**Goal of the exercise**
Please count the lines in the records below that contain the word "white", and give only that number.

**Recorded information**

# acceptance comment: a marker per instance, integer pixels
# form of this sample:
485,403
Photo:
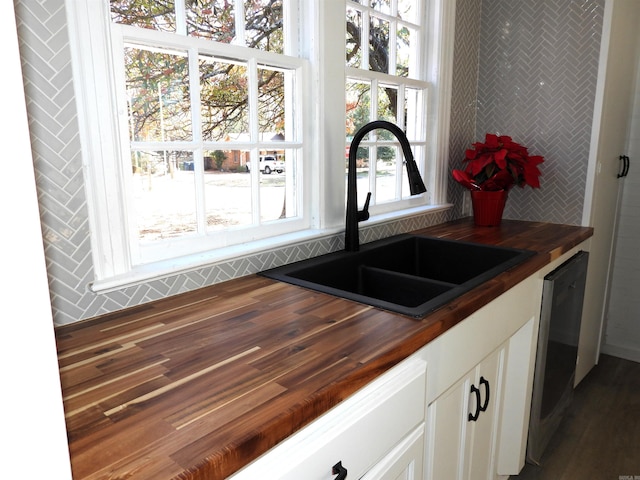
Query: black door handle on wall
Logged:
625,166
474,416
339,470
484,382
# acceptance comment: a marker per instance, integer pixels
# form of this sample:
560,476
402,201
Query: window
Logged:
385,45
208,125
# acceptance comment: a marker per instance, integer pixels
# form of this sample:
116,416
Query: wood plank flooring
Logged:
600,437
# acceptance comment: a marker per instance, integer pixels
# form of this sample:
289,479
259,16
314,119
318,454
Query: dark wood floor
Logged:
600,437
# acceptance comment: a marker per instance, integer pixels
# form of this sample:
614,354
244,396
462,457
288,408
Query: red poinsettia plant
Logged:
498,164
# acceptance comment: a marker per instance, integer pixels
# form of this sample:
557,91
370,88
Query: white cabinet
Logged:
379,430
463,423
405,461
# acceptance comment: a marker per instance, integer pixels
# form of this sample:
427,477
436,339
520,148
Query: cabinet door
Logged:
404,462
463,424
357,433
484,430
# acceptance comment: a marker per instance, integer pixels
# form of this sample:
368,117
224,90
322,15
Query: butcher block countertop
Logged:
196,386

--

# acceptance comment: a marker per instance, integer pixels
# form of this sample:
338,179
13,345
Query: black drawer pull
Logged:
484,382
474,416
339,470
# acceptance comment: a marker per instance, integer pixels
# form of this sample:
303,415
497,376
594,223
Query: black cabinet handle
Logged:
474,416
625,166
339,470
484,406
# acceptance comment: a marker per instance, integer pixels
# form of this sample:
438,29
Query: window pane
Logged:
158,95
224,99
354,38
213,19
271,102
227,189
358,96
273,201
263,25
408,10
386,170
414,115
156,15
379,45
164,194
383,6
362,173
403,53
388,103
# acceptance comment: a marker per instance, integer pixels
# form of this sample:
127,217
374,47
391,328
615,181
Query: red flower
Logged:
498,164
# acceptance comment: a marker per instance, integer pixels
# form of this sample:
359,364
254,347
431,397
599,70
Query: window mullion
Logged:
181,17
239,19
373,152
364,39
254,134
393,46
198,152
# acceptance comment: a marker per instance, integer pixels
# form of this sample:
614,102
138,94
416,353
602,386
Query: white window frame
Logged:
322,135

--

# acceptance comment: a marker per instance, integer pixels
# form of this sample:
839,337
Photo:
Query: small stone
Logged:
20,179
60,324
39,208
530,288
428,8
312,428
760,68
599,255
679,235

**Result of this task**
2